§ DIRECTIONS
Begin with the line where "Task: pick out the player's arm." appears. Set down that line and the rest of the records below it exactly as given.

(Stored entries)
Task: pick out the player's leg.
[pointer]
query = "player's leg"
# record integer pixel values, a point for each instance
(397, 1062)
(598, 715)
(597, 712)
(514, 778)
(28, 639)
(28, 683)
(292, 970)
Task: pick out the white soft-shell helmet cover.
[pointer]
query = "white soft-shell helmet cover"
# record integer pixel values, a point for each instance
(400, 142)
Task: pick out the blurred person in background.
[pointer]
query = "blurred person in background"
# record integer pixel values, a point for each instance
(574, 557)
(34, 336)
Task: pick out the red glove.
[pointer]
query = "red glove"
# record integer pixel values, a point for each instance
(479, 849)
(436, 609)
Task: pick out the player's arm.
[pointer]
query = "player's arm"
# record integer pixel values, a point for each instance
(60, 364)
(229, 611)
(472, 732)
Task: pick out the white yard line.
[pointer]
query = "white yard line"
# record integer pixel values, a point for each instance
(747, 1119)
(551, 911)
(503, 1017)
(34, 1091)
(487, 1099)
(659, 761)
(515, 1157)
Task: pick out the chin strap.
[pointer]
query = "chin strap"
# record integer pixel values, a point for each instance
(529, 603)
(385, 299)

§ EXERCISE ANSWER
Task: pick out the player's arm.
[pointer]
query = "player's arm"
# record integer pixel values, a point for each instance
(60, 364)
(229, 611)
(472, 732)
Task: pick out the white yard line.
[pointer]
query = "white yard line"
# record integer pixel values, a point for each instance
(747, 1119)
(551, 911)
(503, 1017)
(34, 1091)
(487, 1099)
(659, 761)
(515, 1157)
Task: pick out the chin strap.
[pointer]
query = "chin strap"
# record integer pixel values, a point for each instance
(529, 603)
(385, 299)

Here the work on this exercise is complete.